Reading passage:
** START **

Senate Republicans, if united, can block Senate actions so any type of investigatory commission would have to evolve from the House of Representatives. Judiciary Committee Chairman John Conyers, D-Mich., wants a commission or hearings that could end up yielding prosecutions and House Speaker Nancy Pelosi, D-CA, has suggested she supports that by leaving the door open for such developments.


In their ongoing quest to put politics over the people they serve, House leadership has not agreed yet on a strategy -- many Democrats are allegedly reluctant to clash with the new Obama administration, believing that could weaken party solidarity and damage prospects for other legislation.

A more realistic explanation of why many in Congress want to avoid investigating the crimes committed by the Bush administration is because of the fact that for the past eight years, Congress has constantly capitulated and given its blessings to those crimes and the Bush administraiton.

** END **

Record extracts:

** START **

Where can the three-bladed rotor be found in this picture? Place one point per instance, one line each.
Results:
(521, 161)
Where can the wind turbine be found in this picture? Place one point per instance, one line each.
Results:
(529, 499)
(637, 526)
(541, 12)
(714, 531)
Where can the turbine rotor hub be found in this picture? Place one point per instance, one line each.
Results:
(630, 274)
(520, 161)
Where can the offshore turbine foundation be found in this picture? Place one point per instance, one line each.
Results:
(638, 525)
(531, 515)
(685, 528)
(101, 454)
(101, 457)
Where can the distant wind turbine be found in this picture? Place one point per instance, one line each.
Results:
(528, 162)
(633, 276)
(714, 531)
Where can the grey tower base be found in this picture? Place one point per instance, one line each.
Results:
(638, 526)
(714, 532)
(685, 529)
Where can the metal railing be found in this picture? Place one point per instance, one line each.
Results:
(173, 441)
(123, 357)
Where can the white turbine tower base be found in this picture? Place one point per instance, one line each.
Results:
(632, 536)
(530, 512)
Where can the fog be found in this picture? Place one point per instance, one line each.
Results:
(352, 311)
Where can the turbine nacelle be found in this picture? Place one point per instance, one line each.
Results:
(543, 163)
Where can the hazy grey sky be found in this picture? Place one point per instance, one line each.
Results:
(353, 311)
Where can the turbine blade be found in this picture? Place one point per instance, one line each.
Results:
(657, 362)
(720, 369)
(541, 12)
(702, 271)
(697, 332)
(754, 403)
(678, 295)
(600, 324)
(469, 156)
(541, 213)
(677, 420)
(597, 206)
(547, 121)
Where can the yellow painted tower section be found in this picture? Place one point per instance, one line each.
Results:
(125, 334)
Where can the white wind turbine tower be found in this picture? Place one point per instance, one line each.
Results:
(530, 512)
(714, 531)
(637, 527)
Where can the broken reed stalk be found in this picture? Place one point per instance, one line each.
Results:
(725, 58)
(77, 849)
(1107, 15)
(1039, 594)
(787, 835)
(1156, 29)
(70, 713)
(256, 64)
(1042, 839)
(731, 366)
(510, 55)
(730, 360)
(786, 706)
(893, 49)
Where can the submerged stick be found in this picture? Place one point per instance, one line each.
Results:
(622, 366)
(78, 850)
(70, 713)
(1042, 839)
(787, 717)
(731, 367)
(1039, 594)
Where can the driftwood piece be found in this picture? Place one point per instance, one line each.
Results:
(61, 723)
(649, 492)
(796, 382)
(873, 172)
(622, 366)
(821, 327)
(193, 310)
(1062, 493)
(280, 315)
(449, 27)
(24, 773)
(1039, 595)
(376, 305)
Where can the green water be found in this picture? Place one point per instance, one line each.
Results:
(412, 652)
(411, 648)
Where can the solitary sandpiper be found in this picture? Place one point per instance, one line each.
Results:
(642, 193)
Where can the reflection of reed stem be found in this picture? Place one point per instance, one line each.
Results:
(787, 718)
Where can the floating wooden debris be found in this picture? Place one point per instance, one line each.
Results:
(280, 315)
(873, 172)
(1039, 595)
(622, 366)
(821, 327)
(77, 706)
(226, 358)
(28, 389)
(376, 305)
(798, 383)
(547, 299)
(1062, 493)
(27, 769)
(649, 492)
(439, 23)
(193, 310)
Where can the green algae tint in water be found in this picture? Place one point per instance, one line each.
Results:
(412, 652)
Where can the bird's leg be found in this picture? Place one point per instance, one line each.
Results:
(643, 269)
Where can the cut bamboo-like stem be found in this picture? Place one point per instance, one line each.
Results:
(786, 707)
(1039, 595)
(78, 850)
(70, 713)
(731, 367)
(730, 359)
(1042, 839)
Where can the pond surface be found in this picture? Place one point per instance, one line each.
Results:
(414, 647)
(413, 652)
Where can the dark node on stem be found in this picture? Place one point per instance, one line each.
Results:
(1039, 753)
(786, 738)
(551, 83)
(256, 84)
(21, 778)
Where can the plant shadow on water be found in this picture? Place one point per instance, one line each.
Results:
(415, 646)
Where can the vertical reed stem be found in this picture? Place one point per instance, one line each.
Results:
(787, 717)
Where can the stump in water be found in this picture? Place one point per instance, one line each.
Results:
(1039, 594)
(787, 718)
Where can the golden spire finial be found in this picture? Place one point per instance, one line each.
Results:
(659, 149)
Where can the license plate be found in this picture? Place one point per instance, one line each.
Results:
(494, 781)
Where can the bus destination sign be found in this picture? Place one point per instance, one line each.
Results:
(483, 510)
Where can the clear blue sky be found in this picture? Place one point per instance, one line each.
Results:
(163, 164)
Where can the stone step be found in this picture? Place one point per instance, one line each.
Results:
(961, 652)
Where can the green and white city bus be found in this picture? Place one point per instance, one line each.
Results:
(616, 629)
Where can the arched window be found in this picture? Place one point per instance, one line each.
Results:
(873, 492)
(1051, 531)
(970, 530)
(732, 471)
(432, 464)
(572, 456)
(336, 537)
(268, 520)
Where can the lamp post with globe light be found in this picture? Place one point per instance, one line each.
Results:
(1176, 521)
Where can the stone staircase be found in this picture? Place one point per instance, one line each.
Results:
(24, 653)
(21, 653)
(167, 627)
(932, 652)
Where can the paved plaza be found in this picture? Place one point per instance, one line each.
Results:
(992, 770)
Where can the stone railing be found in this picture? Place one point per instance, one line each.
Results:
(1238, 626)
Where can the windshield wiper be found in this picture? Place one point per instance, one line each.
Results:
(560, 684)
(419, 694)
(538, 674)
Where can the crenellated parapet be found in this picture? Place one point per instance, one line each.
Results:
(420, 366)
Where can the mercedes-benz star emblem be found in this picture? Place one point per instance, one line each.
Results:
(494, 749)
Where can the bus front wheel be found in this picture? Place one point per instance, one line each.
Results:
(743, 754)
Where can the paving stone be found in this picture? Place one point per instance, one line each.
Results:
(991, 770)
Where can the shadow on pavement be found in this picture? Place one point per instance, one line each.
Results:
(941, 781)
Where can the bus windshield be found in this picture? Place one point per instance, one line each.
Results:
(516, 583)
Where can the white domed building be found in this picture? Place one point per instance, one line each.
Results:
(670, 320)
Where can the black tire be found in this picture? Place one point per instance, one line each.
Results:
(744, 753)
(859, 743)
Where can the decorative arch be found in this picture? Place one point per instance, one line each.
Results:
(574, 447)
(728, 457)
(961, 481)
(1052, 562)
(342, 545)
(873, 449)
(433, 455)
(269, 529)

** END **

Short exercise 1: From the passage about Congress and an inquiry into the Bush administration, copy the words starting with "A more realistic" and going on through "the Bush administraiton.".
Short exercise 2: Pick up the passage about Congress and an inquiry into the Bush administration right after its last sentence, and keep writing it.

Task answer 1:
A more realistic explanation of why many in Congress want to avoid investigating the crimes committed by the Bush administration is because of the fact that for the past eight years, Congress has constantly capitulated and given its blessings to those crimes and the Bush administraiton.

Task answer 2:
Illicit Bush Administration Policies To Continue

Unless a smoking gun appears, prospects for immediate criminal prosecutions are nonexistent. Despite the fact that many Americans want more information about, and some accounting for abuses by the Bush administration, dysfunctional Congressional politics will continue ruling the day and the intentional impedance of justice will continue, but the concept for holding the Bush administration accountable is gaining support and the calls for justice are growing stronger.

President Obama changed some Bush administration practices and policies, but some of the more controversial ones continue being utilized by him. They haven't ruled out investigations into the past yet but President Obama, Attorney General Eric Holder and CIA director Leon Panetta haven't appeared too eager to pursue them.

In some recent court cases, Obama's Justice Department has tried to hold back and dismiss lawsuits by defending Bush administration decisions to keep entirely too many secrets regarding domestic wiretapping, data collection on travelers and U.S. citizens and the interrogation of suspected terrorists.

The Obama administration also reserved the right to continue the tradition of detainee renditions and in extreme cases, to hold detainees indefinitely as well as the right to use interrogation methods that aren't in the Army Field Manual.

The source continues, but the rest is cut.